#### [Excerpted records]
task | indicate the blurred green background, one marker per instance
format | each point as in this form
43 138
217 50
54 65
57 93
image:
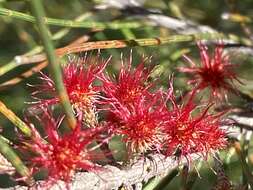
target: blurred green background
18 37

#### [Instructions to follow]
Rewrite every line of the rows above without the pictures. Multiply only the answer coordinates by 1.5, rounding to whole numbers with halves rounded up, and leave all other lines and numbers unchanged, including the format sample figures.

#### [Result of this task]
task | indicate the blurred green background, one marker per instance
format | each point as in this form
43 138
217 50
54 65
57 93
image:
target: blurred green background
27 56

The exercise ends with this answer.